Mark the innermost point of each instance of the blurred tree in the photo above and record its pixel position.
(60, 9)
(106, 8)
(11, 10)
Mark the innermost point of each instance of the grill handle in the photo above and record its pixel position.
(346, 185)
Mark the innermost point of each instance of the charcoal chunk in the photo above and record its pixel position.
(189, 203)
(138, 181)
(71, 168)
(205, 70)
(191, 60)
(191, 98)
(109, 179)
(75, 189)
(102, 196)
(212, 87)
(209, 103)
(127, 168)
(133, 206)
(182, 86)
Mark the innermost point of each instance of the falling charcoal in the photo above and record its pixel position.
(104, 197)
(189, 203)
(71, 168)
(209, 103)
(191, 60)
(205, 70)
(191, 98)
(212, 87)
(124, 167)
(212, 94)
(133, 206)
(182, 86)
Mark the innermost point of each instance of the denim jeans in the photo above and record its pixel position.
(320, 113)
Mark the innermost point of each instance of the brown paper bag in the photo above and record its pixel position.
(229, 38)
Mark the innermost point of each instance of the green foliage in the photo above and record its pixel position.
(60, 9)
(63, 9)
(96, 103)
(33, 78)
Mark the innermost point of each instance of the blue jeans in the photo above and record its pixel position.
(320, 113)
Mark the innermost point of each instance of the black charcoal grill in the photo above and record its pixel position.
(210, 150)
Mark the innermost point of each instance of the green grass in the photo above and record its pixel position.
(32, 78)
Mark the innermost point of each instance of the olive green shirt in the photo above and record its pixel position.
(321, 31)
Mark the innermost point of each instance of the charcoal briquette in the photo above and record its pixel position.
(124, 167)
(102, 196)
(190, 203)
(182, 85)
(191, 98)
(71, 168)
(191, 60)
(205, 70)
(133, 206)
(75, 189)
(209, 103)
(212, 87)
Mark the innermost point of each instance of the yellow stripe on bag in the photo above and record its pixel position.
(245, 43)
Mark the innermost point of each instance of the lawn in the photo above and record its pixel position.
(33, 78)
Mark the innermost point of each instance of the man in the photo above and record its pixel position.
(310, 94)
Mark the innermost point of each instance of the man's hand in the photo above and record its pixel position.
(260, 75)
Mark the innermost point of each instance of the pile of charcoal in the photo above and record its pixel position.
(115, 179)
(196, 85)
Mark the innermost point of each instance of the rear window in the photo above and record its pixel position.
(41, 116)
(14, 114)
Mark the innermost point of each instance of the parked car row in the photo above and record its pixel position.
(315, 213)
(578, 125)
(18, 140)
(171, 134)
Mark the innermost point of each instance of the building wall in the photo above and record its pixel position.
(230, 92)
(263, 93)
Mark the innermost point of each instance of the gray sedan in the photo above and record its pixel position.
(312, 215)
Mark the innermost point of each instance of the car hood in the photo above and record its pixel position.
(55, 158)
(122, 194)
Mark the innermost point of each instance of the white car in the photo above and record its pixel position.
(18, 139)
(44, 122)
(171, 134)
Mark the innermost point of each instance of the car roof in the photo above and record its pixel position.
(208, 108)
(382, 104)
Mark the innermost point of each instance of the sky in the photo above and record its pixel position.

******

> **STATED PROBLEM**
Look above for the line that holds "Mark the innermost point of each instance of the black", then copy it and each line after it exactly, through the last line of the data.

> **COMPLETED TASK**
Mark the innermost point of each instance of the black charcoal grill in the photo above and record its pixel position.
(210, 150)
Mark the innermost point of each instance of the green grass in the photo above and record its pixel position.
(32, 78)
Mark the innermost point of each instance of the olive green shirt in the photo above and record its pixel position.
(321, 31)
Mark the innermost point of each instance of the charcoal briquette in the photo above and record its pixel position.
(124, 167)
(102, 196)
(190, 203)
(182, 85)
(191, 98)
(71, 168)
(191, 60)
(205, 70)
(133, 206)
(75, 189)
(209, 103)
(212, 87)
Mark the innermost point of each instance of the yellow stripe on bag in the photo above and record its pixel position.
(245, 43)
Mark the innermost point of each instance of the lawn in the photo above and record its pixel position.
(33, 78)
Mark the innermost point of each instance of the man in the photo above and record its pixel position.
(310, 94)
Mark the innermost point of each instance of the man's hand in the photo above and record its pixel position.
(260, 75)
Mark the innermost point of each instance of the pile of charcoal in the photo above and record its pixel position.
(115, 179)
(196, 85)
Mark the innermost point of each instance of the rear window in the photo above and record its pixel position.
(41, 116)
(14, 114)
Mark the innermost point of each instance of the parked car row in the photo above and record its pixel position.
(315, 213)
(578, 125)
(18, 140)
(171, 134)
Mark the innermost point of each instance of the building wall in the photo above and record its pixel position.
(230, 92)
(263, 93)
Mark the innermost point of each instance of the gray sedan in the photo above and record its pixel position.
(312, 215)
Mark the innermost point of each instance of the car hood in the photo above and record its pixel position.
(55, 158)
(122, 194)
Mark the innermost point of each instance of the white car in the photo above and record its pixel position.
(18, 139)
(44, 122)
(171, 134)
Mark the innermost point of each instance of the car roof in the photo above and record its pixel position.
(208, 108)
(382, 104)
Mark the innermost point of each instance of the sky in the photo above and record its pixel position.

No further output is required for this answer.